▶ [To be done]
Can you copy all of the rows below word for word, leaving out any pictures?

▶ [Data for the task]
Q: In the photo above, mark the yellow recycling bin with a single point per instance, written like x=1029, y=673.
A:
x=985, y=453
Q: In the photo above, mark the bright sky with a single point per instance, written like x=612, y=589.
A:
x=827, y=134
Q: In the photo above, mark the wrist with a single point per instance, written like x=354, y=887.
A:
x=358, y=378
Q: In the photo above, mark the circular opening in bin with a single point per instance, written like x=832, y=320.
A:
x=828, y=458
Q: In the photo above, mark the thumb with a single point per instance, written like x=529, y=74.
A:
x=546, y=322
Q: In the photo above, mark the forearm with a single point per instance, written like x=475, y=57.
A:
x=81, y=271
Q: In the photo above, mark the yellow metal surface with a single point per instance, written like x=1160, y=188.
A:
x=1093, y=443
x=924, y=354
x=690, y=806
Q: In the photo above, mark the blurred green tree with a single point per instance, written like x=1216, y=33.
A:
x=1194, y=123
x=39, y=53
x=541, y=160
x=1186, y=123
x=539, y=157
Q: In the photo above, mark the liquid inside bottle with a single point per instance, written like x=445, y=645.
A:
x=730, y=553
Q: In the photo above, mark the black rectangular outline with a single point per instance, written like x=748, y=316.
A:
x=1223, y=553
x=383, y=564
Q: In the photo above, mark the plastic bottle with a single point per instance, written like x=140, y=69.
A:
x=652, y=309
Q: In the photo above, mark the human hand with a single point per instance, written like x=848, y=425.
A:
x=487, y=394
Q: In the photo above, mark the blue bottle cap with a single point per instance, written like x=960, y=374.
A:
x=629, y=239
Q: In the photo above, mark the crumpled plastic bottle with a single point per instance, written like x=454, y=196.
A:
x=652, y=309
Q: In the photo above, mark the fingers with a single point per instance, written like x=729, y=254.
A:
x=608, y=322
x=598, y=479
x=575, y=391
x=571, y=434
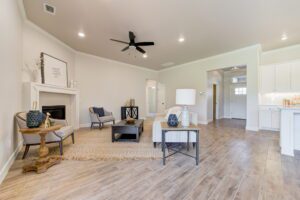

▶ [Response]
Q: In the photo above, mark the yellow recycling bin with a single point per instance, written like x=1029, y=673.
A:
x=985, y=453
Q: In the photo above, mark the bright sky with a single point per instance, written like x=612, y=589.
A:
x=827, y=134
Q: In the photo above, mark the wrist with a single point per instance, written like x=354, y=887.
A:
x=358, y=378
Q: In the photo above, mark the circular opening in bin with a single point per instance, written like x=832, y=320.
A:
x=828, y=458
Q: In the photo above, mark the thumb with a single point per instance, written like x=529, y=74.
A:
x=546, y=322
Q: In the photo above, mark the forearm with a single point per instance, written like x=475, y=57.
A:
x=81, y=271
Q: In the photo above, mark the yellow metal surface with a single point per instance, written like x=1160, y=188.
A:
x=1093, y=443
x=924, y=354
x=690, y=806
Q: In the photo above, mark the blurred green tree with a single point per instance, written like x=1216, y=33.
A:
x=1194, y=123
x=39, y=53
x=541, y=160
x=1186, y=123
x=539, y=157
Q: In the photo above, mark the liquid inside bottle with a single point per instance, written like x=445, y=645.
A:
x=730, y=553
Q: In the photo above, mark the black rectangular outline with a single point per instance, written like x=748, y=316.
A:
x=1223, y=553
x=383, y=564
Q: In the photo above, mark the plastic bottle with a single point per instance, written like x=140, y=69.
A:
x=652, y=309
Q: In the photo above, mark the human hand with a single point per instance, written like x=848, y=425.
A:
x=487, y=394
Q: In the photo above, mark the blue bottle cap with a single point per instance, written like x=960, y=374.
A:
x=629, y=239
Q: In the photo above, mark the crumpled plastic bottle with a single point per instance, written like x=454, y=196.
A:
x=652, y=309
Q: In the photo above, mark the fingers with a single point per instance, written like x=729, y=254.
A:
x=608, y=322
x=598, y=479
x=575, y=391
x=571, y=434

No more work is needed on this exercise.